> _TEXTE PROPOSÉ_:
·····
L'économiste du Togo

Opinion: Payer la facture climatique de l’Afrique

Les ressources financières du secteur privé sont indispensables à la lutte mondiale contre le changement climatique. Les pays les plus pauvres du monde, et en particulier les pays africains, peinent à assumer le coût d’une crise climatique qu’ils ne peuvent pas se permettre.

Augmenter l’endettement public n’est pas la solution : les besoins en matière d’investissements climatiques dépassent la capacité de prêt des institutions financières multilatérales, et de nombreux pays africains sont déjà en proie à des difficultés de financement.

Il faut trouver de nouvelles solutions, notamment accroître les investissements du secteur privé en faveur de l’action climatique dans les pays pauvres. Ces initiatives ne peuvent pas se limiter à l’échelle d’un pays et doivent viser la réalisation des objectifs mondiaux de zéro émission nette de gaz à effet de serre.
·····
> _MATÉRIEL FOURNI_:
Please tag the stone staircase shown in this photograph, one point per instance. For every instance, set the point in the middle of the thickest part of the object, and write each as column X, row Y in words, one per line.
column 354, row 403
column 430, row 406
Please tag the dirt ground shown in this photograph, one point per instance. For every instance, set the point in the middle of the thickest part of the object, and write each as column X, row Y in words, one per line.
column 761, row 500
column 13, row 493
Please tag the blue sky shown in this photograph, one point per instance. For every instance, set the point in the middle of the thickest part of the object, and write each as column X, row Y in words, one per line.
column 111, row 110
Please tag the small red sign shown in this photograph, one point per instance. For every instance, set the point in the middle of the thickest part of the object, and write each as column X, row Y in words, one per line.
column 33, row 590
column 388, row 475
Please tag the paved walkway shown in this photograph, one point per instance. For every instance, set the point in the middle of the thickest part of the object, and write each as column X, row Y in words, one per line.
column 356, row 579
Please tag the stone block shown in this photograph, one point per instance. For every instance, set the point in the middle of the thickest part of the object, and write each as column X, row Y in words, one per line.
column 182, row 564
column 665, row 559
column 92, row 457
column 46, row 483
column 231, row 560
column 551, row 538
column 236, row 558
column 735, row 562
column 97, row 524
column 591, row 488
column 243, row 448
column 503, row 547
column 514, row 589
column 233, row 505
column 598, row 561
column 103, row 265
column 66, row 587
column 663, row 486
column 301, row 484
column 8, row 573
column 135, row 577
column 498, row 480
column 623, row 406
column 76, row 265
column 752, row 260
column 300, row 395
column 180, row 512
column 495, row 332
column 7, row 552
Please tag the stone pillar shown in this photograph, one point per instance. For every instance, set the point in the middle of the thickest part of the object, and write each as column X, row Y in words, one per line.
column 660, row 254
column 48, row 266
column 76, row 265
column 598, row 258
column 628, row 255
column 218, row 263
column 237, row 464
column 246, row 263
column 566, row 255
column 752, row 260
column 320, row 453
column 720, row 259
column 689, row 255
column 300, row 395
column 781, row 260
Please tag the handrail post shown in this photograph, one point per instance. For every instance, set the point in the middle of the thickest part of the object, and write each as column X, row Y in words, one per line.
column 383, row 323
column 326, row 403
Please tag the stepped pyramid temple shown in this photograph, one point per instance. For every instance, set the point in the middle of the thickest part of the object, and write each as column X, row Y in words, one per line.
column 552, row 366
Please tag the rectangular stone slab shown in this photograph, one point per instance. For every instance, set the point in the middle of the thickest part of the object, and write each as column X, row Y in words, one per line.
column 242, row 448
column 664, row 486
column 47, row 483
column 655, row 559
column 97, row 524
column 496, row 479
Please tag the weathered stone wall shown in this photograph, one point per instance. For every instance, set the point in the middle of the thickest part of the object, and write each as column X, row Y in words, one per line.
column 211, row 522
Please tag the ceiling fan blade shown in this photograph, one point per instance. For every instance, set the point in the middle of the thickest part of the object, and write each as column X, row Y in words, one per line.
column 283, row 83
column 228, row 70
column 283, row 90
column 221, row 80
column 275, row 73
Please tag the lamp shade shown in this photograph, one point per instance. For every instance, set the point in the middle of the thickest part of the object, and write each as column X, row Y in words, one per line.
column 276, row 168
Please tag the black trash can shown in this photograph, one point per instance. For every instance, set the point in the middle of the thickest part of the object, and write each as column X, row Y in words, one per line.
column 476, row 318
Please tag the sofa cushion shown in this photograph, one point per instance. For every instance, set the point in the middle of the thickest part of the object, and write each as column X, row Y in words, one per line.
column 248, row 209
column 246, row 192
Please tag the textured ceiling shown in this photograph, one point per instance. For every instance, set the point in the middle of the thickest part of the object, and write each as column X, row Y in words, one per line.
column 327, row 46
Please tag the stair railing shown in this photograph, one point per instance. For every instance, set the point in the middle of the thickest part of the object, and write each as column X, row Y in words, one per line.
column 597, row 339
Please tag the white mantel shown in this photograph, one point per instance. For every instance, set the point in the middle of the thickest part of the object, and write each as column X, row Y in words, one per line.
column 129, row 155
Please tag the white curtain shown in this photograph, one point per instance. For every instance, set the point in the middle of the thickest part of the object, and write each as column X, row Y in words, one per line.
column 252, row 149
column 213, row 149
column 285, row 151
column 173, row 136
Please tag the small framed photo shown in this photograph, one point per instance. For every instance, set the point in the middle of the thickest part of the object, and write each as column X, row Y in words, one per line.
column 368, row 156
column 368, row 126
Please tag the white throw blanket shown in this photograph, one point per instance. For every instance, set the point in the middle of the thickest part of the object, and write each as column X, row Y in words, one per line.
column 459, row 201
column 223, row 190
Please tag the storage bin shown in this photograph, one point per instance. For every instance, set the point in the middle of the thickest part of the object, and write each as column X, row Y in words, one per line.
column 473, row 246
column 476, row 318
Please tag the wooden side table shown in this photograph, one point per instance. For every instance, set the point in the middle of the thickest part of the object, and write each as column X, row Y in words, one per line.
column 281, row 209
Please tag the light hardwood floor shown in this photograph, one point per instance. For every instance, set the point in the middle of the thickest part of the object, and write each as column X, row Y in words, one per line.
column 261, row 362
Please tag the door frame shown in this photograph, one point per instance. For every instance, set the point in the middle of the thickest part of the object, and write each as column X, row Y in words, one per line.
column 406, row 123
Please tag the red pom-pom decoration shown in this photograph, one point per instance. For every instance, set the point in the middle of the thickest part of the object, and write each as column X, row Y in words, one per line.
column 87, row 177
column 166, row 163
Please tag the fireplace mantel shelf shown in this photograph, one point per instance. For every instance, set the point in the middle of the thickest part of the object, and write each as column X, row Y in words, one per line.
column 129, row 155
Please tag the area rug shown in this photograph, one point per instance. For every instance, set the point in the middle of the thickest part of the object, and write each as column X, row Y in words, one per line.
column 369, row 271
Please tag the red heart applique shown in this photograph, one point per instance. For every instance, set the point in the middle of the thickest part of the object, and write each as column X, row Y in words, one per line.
·····
> _CONSIGNE_:
Pourriez-vous reprendre la tribune sur la facture climatique de l'Afrique et la poursuivre à partir de sa dernière phrase ? Ce matériel ne joue aucun rôle ici.

> _RÉSULTAT FINAL_:
Les enjeux en Afrique sont considérables, car c’est le continent qui contribuera le plus à la croissance démographique au cours des prochaines décennies, et les besoins de financement pour réduire les émissions responsables du réchauffement climatique seront d’autant plus importants.

Dans le même temps, l’agriculture dans la région sera de plus en plus exposée à des pertes de productivité liées au climat. Des millions de familles au Mali, au Niger et au Sénégal connaissent déjà les affres de la désertification, qui devrait s’aggraver si aucune action n’est entreprise pour lutter contre le changement climatique.

Par ailleurs, les grandes villes côtières d’Afrique, comme Lagos, la métropole africaine la plus peuplée, ne disposent d’aucun moyen de défense efficace contre l’élévation du niveau de la mer.

Au vu de la taille de leur économie, les pays africains portent un fardeau disproportionné pour éviter les pires conséquences du changement climatique. Par exemple, alors que la Chine doit augmenter ses dépenses annuelles d’atténuation du changement climatique de 2 % de son PIB jusqu’en 2030, le Cameroun doit accroître les siennes de 9 %, selon les rapports nationaux 2023 de la Banque mondiale sur le climat et le développement.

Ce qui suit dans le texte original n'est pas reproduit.